Monthly Archives: December 2017

Mike Kelley, Jim Shaw, and memories of Rust Belt adolescence

Mike Kelley and Jim Shaw (pictured below) were born in urban Michigan during the 1950s. By the time they were art students in the early 1970s, they’d seen all the stuff you don’t study in a University of Michigan classroom: doodles drawn in ball-point pen on lined paper while the teacher isn’t looking, fundamentalist tracts, album covers, semi-professional local ads, cable-access shows, comics, sci-fi paperbacks, D&D manuals, second-hand children’s book covers, toy packages from the dime store, pinups, and posters for high school plays. They collected that material, imitated it, and mashed it together in their gallery art and for the stage performances of their punk band Destroy All Monsters.

 

Their two-man gallery show, “Michigan Stories: Mike Kelley and Jim Shaw” (MSU Broad Museum), evokes the claustrophobia of adolescence, when you realize that you’re being raised to play a role in a society that you don’t much like. All those adults coming at you to tell you what to believe and do feel like monsters from a late-night horror film. Kelley, who died in 2012, was explicit that his adolescence was miserable.

That wasn’t my life. I was raised in a protective family, encouraged to explore a wide range of paths, and basically in love with the world. Yet I can summon memories of, say, junior high school in Syracuse, NY circa 1980 that powerfully evoke Kelley and Shaw. I was a half-generation younger, so when they were blasting their “noise rock,” I was afraid of big kids like them. But the graphic art and music of their cohort formed the backdrop for us early Gen-Xers.

For me, these guys evoke something more specific than perennial adolescent claustrophobia. They witnessed the particular disappointment of Rust Belt America when manufacturing crashed and the postwar promise turned out to be hollow. Black people and women captured some power in cities like Detroit and Syracuse, and everyone got permission to be a bit more free–just as capital and opportunity drained away. Kelley and Shaw were white boys watching a society that seemed unfair or cruel to others and pretty hollow for people like them. Out of that experience, they made some powerful visual art.

See also: Detroit and the temptation of ruin.

revisiting the Port Huron Statement’s focus on universities

(en route to Michigan) The Port Huron Statement (1962) inaugurated the New Left. I had forgotten that it concludes with an argument that universities are the most promising sites of social change. It’s interesting to revisit that argument 55 years later.

The statement is written in opposition to a “dominating complex of corporate, military, and political power.” It defines the Republican/Dixiecrat coalition as “the weakest point” in that complex, vulnerable to political opposition. In our time, someone writing a similarly radical manifesto might target the neoliberal political coalition in Congress, which often includes mainstream Republicans and moderate Democrats. Despite partisan polarization that makes Congress ineffective, this coalition musters majorities for policies that neoliberals like and that radicals oppose.

=-=-=

** WHAT TO WORK ON **
1) Do the following statements agree with the passage above? For each, answer yes or no and quote the words that decide it.
(a) Mike Kelley and Jim Shaw were born in urban Michigan during the 1950s.
(b) The writer attended junior high school in Detroit.
(c) The Port Huron Statement dates from 1972.
2) Render the listing below as a JSON list of strings, one string per line, leaving out blank lines.

** RECORDS PROVIDED **
=-=-=

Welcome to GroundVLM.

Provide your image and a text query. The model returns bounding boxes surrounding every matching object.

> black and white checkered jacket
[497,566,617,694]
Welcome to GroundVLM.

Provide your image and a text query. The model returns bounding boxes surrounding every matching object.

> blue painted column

=-=-=

** TASK RESULTS **
1)
(a) Yes: "Mike Kelley and Jim Shaw (pictured below) were born in urban Michigan during the 1950s."
(b) No: "junior high school in Syracuse, NY circa 1980"
(c) No: "The Port Huron Statement (1962) inaugurated the New Left."

2)
[
  "Welcome to GroundVLM.",
  "Provide your image and a text query. The model returns bounding boxes surrounding every matching object.",
  "> black and white checkered jacket",
  "[497,566,617,694]",
  "Welcome to GroundVLM.",
  "Provide your image and a text query. The model returns bounding boxes surrounding every matching object.",
  "> blue painted column"
]